The problem :: From the listing below, pull out each line that contains the word "handle" and copy it in full.

^^^^^^^^

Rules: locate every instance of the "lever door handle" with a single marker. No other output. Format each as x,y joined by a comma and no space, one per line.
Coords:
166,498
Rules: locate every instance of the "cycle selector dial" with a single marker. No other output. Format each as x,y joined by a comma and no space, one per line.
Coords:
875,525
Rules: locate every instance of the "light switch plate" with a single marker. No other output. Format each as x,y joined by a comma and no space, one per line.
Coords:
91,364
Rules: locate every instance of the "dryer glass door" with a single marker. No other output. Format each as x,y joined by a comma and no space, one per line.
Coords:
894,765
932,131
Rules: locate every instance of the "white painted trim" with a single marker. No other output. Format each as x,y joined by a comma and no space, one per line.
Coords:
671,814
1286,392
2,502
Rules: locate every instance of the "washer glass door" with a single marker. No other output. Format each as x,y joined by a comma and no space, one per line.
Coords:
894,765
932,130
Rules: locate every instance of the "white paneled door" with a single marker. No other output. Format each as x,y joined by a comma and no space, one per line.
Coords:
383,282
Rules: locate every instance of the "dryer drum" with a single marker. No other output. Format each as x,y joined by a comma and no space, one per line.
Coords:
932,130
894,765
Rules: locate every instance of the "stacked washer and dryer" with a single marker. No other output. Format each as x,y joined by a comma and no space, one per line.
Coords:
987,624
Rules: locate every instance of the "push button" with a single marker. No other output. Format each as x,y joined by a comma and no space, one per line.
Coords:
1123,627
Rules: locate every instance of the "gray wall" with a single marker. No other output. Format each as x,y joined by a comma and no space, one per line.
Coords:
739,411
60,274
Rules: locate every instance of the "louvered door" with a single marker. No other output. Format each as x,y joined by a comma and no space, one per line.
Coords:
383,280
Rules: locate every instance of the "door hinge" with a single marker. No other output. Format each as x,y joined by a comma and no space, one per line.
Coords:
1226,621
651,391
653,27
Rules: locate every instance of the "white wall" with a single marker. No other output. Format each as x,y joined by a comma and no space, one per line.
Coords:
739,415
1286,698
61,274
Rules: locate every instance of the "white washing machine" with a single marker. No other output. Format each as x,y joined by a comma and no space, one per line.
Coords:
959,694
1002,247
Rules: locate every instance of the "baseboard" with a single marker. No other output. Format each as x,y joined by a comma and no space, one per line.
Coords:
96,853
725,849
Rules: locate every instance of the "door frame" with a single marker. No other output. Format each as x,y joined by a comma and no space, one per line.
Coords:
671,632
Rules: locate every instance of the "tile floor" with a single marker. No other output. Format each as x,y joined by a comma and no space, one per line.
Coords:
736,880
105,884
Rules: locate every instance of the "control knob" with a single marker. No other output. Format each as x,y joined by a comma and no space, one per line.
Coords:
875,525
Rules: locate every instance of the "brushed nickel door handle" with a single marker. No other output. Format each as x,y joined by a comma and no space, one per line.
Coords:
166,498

^^^^^^^^

Result of the task ::
Rules: locate every instance of the "lever door handle" with a single marker. No other output. Format each as x,y joined by a comma and no space, one per line.
Rules: locate every instance of the "brushed nickel door handle" with a single marker. No other output. Format each as x,y joined by a comma and no space, one per line.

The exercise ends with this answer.